Source data:
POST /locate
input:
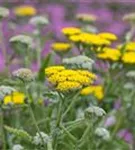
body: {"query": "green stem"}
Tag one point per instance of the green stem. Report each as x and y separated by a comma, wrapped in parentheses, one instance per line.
(68, 134)
(32, 115)
(49, 145)
(71, 105)
(3, 131)
(4, 51)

EXERCISE PROMPT:
Reproduce the listing above in full, requests included but pictures omitted, and shift every coordinate in the answers by -57.

CORRECT RESULT:
POST /locate
input:
body: {"query": "green stem"}
Tag one point per instance of the green stem. Report each as x and y separated by a comma, wrapped in parentheses, one instance per line.
(11, 77)
(-25, 58)
(-8, 88)
(14, 48)
(-54, 74)
(-53, -6)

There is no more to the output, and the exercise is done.